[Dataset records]
# # #

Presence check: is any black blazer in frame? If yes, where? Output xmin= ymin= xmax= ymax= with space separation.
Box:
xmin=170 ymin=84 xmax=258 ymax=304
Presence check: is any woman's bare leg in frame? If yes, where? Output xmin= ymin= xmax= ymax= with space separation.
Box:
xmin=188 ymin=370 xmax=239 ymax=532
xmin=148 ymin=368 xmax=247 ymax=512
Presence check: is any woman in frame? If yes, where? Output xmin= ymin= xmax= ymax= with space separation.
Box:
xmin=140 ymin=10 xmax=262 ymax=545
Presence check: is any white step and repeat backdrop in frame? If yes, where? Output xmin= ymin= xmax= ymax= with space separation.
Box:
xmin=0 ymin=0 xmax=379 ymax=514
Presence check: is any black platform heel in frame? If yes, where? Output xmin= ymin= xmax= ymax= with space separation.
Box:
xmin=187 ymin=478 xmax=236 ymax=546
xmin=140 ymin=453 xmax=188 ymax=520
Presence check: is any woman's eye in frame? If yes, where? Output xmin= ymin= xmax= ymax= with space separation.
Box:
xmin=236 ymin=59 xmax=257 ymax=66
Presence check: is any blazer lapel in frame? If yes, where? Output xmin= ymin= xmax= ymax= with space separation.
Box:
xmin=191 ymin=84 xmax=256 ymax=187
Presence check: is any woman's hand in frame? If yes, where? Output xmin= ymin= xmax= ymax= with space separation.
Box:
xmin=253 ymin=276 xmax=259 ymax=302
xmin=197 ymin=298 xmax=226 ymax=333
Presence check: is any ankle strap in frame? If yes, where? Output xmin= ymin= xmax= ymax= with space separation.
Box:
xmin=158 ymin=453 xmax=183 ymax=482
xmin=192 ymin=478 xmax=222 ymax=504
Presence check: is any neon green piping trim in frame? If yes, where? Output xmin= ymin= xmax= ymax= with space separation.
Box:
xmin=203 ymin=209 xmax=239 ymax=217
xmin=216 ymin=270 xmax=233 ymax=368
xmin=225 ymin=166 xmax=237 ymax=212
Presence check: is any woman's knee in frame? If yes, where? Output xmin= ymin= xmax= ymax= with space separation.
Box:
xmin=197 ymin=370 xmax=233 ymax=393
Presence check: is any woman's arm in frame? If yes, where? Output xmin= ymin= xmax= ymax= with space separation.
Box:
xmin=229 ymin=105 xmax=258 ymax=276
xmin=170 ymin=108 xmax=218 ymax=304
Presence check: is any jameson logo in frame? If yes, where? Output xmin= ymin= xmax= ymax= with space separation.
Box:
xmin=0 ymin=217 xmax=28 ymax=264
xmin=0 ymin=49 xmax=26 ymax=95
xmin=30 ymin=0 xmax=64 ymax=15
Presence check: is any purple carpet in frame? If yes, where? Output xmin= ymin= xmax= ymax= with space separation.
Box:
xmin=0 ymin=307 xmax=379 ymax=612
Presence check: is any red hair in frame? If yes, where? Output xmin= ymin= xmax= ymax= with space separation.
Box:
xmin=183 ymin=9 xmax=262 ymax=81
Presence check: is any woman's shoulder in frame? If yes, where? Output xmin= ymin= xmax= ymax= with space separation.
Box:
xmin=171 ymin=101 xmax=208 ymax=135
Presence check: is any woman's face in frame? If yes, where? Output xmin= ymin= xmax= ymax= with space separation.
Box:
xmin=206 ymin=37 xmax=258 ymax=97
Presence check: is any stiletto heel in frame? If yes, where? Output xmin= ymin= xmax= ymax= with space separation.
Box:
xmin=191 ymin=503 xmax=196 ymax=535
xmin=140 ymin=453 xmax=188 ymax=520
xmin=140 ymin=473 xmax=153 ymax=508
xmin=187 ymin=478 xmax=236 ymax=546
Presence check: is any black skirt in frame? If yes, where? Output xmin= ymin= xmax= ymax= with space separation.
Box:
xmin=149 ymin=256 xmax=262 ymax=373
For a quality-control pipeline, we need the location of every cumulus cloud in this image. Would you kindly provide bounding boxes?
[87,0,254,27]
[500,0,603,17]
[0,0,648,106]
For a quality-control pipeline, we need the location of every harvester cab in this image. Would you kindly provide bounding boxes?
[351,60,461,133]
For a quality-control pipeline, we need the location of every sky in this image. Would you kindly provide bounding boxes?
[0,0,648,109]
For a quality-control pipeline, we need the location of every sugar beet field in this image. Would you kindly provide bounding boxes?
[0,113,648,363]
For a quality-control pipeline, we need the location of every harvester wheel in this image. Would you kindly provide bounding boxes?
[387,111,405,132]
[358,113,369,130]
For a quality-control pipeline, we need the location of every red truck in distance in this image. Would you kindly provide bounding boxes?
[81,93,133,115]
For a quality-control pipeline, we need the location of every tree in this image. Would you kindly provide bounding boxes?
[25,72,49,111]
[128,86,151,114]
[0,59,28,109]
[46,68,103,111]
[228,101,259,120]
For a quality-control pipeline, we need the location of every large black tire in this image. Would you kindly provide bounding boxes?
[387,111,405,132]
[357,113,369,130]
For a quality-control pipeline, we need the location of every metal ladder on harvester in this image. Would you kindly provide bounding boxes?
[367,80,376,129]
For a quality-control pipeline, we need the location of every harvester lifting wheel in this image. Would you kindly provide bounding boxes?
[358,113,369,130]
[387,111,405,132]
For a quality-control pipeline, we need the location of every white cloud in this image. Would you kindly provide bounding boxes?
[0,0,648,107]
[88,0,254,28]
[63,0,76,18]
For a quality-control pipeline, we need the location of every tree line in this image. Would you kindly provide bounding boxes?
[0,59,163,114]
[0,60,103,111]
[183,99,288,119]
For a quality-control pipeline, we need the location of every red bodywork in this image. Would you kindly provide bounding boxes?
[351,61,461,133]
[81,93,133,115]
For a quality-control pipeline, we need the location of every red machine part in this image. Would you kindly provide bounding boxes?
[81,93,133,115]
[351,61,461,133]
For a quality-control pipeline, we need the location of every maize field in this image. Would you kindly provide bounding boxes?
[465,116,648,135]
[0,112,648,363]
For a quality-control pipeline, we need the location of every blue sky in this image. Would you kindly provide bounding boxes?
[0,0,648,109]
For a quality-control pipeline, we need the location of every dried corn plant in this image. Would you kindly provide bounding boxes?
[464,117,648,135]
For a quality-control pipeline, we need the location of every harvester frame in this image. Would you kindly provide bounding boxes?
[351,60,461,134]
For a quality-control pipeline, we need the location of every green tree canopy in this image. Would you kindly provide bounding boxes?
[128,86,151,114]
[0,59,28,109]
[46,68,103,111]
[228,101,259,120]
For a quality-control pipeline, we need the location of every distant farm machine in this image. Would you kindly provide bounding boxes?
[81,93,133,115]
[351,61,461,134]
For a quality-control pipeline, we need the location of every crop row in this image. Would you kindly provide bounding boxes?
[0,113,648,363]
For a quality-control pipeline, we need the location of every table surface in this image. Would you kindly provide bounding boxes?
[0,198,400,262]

# # #

What the task requires ▸ Collect every line in the records above that contains the word "field".

Task response ▸
For a quality-control pipeline, we need the location of every sugar beet field in this image. Would you kindly provide bounding boxes?
For a quality-control pipeline, we need the location of every maize field in this image. Would you kindly provide bounding boxes?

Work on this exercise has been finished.